Dataset excerpt:
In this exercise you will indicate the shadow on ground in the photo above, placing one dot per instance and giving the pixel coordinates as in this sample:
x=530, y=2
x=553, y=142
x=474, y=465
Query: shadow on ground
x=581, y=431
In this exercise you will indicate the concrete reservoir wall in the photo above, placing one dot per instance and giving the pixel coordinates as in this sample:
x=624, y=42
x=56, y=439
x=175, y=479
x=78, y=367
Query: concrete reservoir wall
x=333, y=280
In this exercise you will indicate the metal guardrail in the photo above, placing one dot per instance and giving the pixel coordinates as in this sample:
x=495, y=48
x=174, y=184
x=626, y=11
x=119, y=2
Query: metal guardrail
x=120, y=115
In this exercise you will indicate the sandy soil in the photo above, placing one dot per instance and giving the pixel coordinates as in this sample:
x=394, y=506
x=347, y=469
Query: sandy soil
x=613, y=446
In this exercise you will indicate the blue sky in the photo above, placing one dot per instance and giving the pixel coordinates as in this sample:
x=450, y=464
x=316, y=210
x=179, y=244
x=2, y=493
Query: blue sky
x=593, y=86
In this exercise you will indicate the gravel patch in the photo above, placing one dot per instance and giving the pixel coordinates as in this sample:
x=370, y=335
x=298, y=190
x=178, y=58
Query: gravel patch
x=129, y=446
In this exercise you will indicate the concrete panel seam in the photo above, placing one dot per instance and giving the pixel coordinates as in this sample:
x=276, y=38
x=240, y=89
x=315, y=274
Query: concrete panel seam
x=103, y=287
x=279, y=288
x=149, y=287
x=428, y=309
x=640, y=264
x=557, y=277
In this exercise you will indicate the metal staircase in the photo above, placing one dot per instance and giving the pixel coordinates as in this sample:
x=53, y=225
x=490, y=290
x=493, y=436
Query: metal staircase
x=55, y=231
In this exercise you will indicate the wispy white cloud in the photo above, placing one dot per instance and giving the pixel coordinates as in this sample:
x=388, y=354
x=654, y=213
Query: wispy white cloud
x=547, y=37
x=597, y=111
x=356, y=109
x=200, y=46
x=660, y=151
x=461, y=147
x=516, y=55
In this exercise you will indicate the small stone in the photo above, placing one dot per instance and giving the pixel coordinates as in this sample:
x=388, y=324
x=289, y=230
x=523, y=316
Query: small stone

§ WHAT TO PRODUCE
Return all the rows above word for word, without changing anything.

§ WRITTEN REPLY
In this exercise you will indicate the shadow on ground in the photo above, placing one dot per instance and giving the pixel coordinates as in this sample:
x=530, y=2
x=553, y=142
x=474, y=465
Query: shadow on ground
x=581, y=431
In this exercise you will indicate the concrete reservoir wall in the photo above, placing one dot per instance and giving the pixel coordinates as in this sample:
x=624, y=42
x=56, y=439
x=175, y=479
x=78, y=367
Query: concrete reservoir wall
x=333, y=280
In this exercise you will indicate the metal guardrail in the photo above, placing one dot per instance and giving the pixel coordinates as in this sample:
x=495, y=48
x=174, y=184
x=626, y=11
x=119, y=2
Query: metal guardrail
x=120, y=115
In this exercise you will indicate the sandy soil in the photo above, placing one dot per instance and giving the pixel coordinates as in this sample:
x=394, y=506
x=347, y=469
Query: sandy soil
x=613, y=446
In this exercise you will indicate the blue sky in the photo above, placing one dot per instance and giving the pixel coordinates as in this sample:
x=450, y=464
x=316, y=210
x=179, y=244
x=2, y=493
Query: blue sky
x=593, y=86
In this exercise you will indicate the gravel patch in the photo above, placing one dot per instance and giving the pixel coordinates as in this sample:
x=370, y=335
x=298, y=190
x=178, y=58
Query: gravel patch
x=129, y=446
In this exercise you will indicate the concrete panel seam in the photo above, placing one dot per instance and giving the pixel coordinates as in this sample:
x=276, y=38
x=240, y=89
x=315, y=274
Query: concrete panel seam
x=103, y=287
x=279, y=288
x=149, y=287
x=428, y=309
x=640, y=264
x=557, y=277
In this exercise you will indicate the metal staircase in the photo above, placing one dot per instance and giving the pixel coordinates as in this sample:
x=53, y=225
x=490, y=290
x=493, y=436
Query: metal staircase
x=55, y=231
In this exercise you will indicate the wispy white cloud in the photo above, placing one dot per instance and giving the pixel coordinates as in this sample:
x=388, y=354
x=654, y=213
Query: wispy white cloud
x=547, y=37
x=597, y=111
x=356, y=109
x=200, y=46
x=660, y=151
x=461, y=147
x=516, y=55
In this exercise you will indicate the small stone in the photo above, placing one dot per instance and giving the pixel coordinates as in this sample:
x=388, y=324
x=289, y=230
x=523, y=316
Query: small stone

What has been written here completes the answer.